**Written exercise**
Transcribe the entries that follow, word for word.

**Dataset content**
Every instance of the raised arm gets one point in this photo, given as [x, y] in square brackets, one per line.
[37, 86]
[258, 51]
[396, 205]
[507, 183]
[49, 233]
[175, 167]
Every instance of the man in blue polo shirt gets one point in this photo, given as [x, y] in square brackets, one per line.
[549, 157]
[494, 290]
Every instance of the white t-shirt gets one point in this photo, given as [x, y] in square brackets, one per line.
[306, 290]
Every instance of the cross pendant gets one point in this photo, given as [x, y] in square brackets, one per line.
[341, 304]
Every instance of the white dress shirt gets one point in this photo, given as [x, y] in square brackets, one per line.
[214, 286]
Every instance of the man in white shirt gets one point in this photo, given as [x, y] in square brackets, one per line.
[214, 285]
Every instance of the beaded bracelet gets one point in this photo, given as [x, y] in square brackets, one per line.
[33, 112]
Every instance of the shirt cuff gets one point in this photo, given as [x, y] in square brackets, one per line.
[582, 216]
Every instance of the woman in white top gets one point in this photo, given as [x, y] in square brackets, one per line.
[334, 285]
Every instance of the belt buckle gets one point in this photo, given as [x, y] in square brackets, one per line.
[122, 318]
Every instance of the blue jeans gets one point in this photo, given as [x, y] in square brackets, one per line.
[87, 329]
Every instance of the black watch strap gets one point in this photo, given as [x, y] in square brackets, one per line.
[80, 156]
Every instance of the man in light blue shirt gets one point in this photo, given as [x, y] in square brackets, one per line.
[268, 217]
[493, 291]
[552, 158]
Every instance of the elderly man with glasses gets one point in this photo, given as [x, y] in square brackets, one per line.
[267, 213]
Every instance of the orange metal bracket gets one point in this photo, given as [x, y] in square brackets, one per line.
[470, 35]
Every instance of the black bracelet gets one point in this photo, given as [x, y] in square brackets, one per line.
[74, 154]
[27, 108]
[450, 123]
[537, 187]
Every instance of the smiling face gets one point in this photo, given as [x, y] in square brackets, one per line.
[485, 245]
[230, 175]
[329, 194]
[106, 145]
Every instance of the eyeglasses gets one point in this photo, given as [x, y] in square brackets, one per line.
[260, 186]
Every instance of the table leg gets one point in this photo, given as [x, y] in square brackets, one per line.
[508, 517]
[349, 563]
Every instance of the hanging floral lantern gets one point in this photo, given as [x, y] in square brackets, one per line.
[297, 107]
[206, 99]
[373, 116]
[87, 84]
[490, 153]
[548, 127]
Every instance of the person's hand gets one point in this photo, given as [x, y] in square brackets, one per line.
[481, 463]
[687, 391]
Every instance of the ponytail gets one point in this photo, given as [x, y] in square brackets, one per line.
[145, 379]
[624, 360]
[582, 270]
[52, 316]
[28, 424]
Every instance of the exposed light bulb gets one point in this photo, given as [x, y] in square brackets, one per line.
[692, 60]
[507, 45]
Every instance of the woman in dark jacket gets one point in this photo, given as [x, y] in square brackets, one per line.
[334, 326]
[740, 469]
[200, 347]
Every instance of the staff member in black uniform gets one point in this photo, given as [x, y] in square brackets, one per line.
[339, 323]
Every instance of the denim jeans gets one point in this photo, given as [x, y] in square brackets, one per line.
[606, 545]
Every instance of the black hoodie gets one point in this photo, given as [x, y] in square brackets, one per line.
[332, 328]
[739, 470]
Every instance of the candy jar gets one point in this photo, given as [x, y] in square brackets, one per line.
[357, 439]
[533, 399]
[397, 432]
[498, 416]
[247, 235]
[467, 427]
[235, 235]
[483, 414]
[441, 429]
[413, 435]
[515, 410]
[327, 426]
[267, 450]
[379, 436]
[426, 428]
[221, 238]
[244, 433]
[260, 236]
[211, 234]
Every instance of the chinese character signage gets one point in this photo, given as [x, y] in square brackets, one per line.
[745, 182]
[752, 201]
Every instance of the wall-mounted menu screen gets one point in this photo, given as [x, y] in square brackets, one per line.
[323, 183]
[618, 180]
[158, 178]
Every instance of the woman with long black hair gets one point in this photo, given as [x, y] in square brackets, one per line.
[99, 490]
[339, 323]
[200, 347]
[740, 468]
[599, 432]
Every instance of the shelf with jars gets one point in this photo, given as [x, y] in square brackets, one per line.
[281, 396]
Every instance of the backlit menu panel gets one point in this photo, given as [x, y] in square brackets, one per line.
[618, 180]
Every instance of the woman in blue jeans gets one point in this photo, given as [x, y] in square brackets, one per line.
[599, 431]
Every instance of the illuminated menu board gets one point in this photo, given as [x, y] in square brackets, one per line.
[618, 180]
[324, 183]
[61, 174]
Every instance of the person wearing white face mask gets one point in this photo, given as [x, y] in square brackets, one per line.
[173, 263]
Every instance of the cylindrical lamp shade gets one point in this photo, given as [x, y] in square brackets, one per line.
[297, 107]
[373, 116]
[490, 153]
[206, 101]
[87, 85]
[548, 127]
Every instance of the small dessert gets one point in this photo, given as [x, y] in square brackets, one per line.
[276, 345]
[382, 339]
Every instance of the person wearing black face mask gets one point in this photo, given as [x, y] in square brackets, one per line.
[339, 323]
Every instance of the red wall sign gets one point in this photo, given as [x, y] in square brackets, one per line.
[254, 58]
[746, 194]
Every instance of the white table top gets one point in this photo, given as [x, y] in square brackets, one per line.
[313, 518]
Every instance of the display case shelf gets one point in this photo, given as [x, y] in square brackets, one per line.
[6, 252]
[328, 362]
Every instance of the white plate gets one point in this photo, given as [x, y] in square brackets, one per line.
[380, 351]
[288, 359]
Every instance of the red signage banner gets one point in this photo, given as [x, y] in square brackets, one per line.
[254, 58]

**Solution**
Every instance of the raised arm gets one point in this photo, given as [x, y] in square brackets, one per line.
[37, 86]
[258, 51]
[396, 205]
[507, 183]
[49, 233]
[175, 167]
Every instance of the man in blue polo shirt gets one point in this photo, given as [x, y] in square brackets, one per line.
[549, 157]
[494, 290]
Every instance of the white t-shirt gets one point in this photo, given as [x, y] in square brackets, one per line.
[306, 290]
Every instance of the cross pendant gets one point in this photo, given as [x, y] in square brackets, one per line.
[341, 304]
Every instance of the white dress shirt gets one point in this photo, given as [x, y] in square brackets, one per line.
[214, 286]
Every instance of the man in white shirt gets one point in this photo, given as [x, y] in square brackets, one per line.
[214, 285]
Every instance of the beaded bracelet gets one point in this photo, given as [x, y] in square brackets, one per line.
[33, 112]
Every instance of the shirt cuff gets one point in this photo, given as [x, y] in square brackets, one per line.
[582, 216]
Every instance of the woman in white top gets one point in this photo, given as [x, y] in square brackets, one per line.
[334, 285]
Every instance of the belt buckle gets one point in this photo, given as [x, y] in square brackets, one per line.
[122, 318]
Every instance of the blue jeans gets one point in this photo, given as [x, y] in square brackets, one per line.
[87, 329]
Every instance of the black watch strap gets one point in this photo, given as [x, y] in square brackets, one per line.
[80, 156]
Every instance of the man in light blue shirt gets one point in this photo, given as [x, y] in square brackets, one per line.
[268, 217]
[493, 291]
[552, 158]
Every instance of the elderly man with glasses gets one point in this photo, given as [x, y] in square brackets, one per line.
[267, 213]
Every instance of the orange metal bracket gets one point in this photo, given as [x, y] in square brackets, one per line.
[470, 35]
Every instance of the black bracelet gets one point in this photo, given as [x, y] in square brackets, one per line.
[74, 154]
[27, 108]
[450, 123]
[537, 187]
Every instance of the smiling face gets one point in this photo, given as [x, y] in square brackets, one per line.
[485, 245]
[230, 175]
[329, 194]
[106, 145]
Every instance of the eyeglasses gets one point in this photo, given as [x, y] in square brackets, one per line.
[260, 186]
Every instance of the table leg gets one point in this photo, given as [x, y] in square brackets, one per line.
[508, 517]
[349, 563]
Every instance of the hanging floral lantern gets one point in this photo, given as [x, y] in square brackets, one per line.
[297, 107]
[206, 99]
[373, 116]
[87, 84]
[490, 153]
[548, 127]
Every instance of the person's hand gets one point in this photo, given as [x, y] in square brackets, one per line.
[481, 463]
[687, 391]
Every instance of the ponytail gets one point in this photo, given as [x, y] in square brackets, one per line.
[145, 379]
[624, 360]
[582, 270]
[52, 316]
[28, 424]
Every instance of the exposed light bulb gets one point in this photo, given as [x, y] in square brackets, one per line.
[692, 60]
[507, 45]
Every instance of the woman in dark jacket gets one point in this photo, given as [x, y] in square brackets, one per line.
[334, 326]
[740, 469]
[200, 347]
Every instance of the staff member in black uniform gets one point in this photo, given as [x, y] in square brackets, one per line.
[339, 323]
Every instance of the denim jeans gets one point in this photo, given as [x, y] in square brackets, one per line.
[606, 545]
Every instance of the black hoodie gets one point in this photo, given as [x, y] in square brackets, one per line.
[332, 328]
[739, 470]
Every instance of the candy jar gets one point in this photo, given as [x, y] in square brackets, one per line.
[357, 439]
[533, 399]
[397, 432]
[498, 416]
[247, 235]
[467, 427]
[235, 235]
[483, 414]
[441, 429]
[413, 435]
[515, 410]
[327, 426]
[267, 450]
[379, 436]
[426, 428]
[221, 238]
[244, 433]
[260, 236]
[211, 234]
Every instance of the chinese character signage gets one point in this photo, given as [x, y] in square brackets, one per line.
[745, 182]
[752, 201]
Every instance of the wall-mounted menu screen gets one point in this photo, given as [x, y] in square brackets, one per line.
[323, 183]
[618, 180]
[158, 178]
Every instance of the woman with long black hair gets one point in this photo, given as [x, y] in square brackets, one per line.
[99, 490]
[339, 323]
[200, 347]
[740, 468]
[599, 432]
Every instance of the shelf with jars gets one point in this photo, given as [x, y] in square brackets, one per line.
[281, 396]
Every instance of the backlit menu panel gets one point in this photo, given as [x, y] in square brackets, one per line.
[618, 180]
Every instance of the woman in blue jeans gets one point in this photo, given as [x, y] in square brackets, one per line.
[599, 431]
Every instance of the illuminated menu board gets one point in this photo, given as [x, y] in square brackets, one per line.
[618, 180]
[324, 183]
[61, 174]
Every instance of the person wearing white face mask gets one point in this photo, given as [x, y] in square brackets, one per line.
[173, 263]
Every instance of the cylindrical lamp shade gets one point in this photo, given as [x, y] in square brackets, one per line.
[297, 107]
[373, 116]
[490, 153]
[206, 101]
[87, 85]
[548, 127]
Every instance of the small dessert gets one point in this photo, given as [x, y] in square brackets, one per line.
[276, 345]
[382, 339]
Every instance of the person wearing black face mask gets one point in this photo, given as [x, y] in square brackets, one per line.
[339, 323]
Every instance of the red wall sign gets one point in this photo, given as [x, y] in square brackets, one per line.
[254, 58]
[746, 194]
Every instance of the white table top gets one point in this photo, given as [x, y] in square brackets, one per line.
[313, 518]
Every instance of the display case shelf gets one point in this photo, given as [x, y] in square brackets, one per line.
[6, 252]
[328, 362]
Every instance of the white plate gets one point in this photo, given as [x, y] in square brackets, one per line.
[380, 351]
[288, 359]
Every instance of the red signage banner gets one point in this photo, given as [x, y] in square brackets, one per line.
[254, 58]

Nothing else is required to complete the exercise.